• WRITTEN TASK
Please pick out every line in the material below that contains the string "shop" and copy each one. Letter case matters.

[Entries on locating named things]
++++++++

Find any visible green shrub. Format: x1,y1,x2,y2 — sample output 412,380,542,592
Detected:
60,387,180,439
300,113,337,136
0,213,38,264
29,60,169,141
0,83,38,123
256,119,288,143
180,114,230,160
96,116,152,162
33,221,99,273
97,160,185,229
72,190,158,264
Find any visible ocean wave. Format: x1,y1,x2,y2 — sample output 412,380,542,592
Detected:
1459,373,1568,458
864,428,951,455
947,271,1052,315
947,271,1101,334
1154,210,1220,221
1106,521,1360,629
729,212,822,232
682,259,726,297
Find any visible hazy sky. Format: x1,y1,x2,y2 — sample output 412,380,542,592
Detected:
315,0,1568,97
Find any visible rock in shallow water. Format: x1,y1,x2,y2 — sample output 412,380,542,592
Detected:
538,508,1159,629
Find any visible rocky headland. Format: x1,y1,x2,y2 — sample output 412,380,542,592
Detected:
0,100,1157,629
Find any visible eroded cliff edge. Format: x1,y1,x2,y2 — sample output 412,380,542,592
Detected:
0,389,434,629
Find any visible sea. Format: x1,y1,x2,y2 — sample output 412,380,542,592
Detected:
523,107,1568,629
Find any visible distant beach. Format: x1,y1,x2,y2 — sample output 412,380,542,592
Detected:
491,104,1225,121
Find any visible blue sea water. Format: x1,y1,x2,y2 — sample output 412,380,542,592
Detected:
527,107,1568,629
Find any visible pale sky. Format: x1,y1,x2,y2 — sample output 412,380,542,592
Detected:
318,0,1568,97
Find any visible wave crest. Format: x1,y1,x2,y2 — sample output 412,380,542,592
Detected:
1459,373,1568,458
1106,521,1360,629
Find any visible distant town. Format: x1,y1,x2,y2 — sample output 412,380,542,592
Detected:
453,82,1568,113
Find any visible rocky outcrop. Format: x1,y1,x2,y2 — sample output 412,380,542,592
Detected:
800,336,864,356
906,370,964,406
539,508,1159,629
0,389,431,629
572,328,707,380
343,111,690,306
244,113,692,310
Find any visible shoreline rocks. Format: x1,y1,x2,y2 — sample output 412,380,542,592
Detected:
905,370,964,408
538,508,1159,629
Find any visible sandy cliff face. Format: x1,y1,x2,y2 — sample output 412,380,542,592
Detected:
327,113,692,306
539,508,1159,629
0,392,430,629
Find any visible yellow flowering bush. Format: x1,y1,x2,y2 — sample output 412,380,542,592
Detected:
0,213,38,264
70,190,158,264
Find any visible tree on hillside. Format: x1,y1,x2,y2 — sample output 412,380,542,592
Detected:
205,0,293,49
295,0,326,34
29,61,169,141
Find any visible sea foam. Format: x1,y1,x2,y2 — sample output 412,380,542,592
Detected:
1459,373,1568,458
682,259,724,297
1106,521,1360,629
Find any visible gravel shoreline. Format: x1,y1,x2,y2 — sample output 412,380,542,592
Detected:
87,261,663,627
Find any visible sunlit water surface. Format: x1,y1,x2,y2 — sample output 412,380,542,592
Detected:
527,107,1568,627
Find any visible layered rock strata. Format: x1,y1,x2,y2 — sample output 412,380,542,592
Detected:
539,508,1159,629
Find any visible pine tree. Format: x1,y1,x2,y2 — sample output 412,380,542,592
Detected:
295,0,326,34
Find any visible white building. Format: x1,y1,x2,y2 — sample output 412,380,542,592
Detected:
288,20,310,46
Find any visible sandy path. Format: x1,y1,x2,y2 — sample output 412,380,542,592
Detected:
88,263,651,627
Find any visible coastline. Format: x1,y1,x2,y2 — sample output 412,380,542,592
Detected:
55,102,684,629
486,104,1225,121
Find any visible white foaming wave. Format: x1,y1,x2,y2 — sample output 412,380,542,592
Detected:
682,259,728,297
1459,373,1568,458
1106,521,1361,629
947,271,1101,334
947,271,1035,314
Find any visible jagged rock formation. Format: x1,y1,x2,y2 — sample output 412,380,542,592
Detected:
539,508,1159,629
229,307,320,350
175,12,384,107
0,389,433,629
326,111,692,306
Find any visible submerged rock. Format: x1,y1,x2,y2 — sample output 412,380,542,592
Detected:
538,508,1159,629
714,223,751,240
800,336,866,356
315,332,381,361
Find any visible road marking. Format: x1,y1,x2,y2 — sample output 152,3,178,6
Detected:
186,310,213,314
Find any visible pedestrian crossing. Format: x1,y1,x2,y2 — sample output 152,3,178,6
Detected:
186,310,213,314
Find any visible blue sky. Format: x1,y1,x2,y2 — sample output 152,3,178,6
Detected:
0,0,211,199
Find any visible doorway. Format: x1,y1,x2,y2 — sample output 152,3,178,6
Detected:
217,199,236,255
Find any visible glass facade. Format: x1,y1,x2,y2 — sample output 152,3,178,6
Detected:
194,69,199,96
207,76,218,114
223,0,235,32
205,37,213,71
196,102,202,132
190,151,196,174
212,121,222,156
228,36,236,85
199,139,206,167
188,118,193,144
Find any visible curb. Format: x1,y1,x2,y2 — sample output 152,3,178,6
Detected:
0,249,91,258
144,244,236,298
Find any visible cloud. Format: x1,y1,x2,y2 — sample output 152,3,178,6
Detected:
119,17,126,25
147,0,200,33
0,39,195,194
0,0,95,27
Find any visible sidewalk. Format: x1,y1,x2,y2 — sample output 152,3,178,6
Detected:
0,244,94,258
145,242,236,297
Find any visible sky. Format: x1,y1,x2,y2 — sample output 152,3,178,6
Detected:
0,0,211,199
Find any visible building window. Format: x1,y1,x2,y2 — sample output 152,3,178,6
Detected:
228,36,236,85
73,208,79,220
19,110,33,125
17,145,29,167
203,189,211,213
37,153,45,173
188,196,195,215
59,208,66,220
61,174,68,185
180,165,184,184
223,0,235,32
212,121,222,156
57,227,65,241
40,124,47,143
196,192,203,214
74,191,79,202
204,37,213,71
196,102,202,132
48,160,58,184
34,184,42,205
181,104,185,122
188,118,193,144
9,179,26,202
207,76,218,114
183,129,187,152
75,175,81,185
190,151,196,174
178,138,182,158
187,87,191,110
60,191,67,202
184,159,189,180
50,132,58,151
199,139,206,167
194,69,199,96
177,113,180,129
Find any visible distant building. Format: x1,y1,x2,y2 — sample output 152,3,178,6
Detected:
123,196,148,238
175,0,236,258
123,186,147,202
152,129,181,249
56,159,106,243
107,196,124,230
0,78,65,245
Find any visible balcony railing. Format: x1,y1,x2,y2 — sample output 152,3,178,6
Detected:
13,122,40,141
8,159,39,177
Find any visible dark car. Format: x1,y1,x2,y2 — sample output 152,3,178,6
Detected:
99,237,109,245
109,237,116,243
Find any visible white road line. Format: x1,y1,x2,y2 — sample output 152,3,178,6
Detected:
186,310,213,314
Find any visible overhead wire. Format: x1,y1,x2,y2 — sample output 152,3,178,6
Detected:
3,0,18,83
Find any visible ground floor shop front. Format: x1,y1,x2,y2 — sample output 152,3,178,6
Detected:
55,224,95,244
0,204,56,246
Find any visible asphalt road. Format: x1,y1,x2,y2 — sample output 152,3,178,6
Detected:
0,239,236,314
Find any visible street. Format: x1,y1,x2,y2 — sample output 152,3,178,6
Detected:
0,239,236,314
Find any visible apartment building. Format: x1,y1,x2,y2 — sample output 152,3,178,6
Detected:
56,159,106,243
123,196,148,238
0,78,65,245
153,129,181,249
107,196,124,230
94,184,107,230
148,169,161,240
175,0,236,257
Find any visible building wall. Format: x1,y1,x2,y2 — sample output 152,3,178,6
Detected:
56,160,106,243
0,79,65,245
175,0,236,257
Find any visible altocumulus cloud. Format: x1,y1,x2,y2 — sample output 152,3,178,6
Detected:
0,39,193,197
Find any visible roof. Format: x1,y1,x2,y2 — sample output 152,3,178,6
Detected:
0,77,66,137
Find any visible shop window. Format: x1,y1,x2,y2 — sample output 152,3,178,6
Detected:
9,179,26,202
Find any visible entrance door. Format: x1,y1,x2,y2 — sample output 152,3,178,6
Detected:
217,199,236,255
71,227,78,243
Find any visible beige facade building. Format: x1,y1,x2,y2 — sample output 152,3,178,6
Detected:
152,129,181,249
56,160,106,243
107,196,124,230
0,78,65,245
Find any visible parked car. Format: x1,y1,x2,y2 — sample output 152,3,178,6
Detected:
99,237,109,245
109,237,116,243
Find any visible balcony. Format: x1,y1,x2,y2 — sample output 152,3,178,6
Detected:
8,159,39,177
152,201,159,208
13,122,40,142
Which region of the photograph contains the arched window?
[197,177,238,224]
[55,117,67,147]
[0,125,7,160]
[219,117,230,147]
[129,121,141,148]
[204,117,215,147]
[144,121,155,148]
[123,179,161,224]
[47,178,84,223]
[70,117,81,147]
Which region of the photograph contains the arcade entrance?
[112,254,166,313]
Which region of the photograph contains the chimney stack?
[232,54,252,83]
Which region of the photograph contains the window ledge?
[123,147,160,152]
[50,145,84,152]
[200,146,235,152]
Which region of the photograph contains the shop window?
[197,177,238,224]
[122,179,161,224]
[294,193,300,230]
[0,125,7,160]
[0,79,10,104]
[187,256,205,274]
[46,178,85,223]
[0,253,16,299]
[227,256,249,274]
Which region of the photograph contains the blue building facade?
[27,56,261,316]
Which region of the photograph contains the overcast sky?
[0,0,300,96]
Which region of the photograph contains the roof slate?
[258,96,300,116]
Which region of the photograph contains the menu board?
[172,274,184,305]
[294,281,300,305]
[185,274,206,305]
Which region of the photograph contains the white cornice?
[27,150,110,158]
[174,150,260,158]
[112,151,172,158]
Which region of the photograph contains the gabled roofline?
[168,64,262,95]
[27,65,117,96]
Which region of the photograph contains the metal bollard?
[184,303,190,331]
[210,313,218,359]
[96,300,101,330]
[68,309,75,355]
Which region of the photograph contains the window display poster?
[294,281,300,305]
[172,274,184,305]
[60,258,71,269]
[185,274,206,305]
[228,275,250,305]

++++++++

• OUTPUT OF THE TASK
Find any visible ground floor shop front. Format: x1,y1,x2,y2 — sample output 152,3,178,6
Find any visible shop window. Format: x1,y1,x2,y2 — sample output 152,3,178,6
Which region of the photograph contains the shop window?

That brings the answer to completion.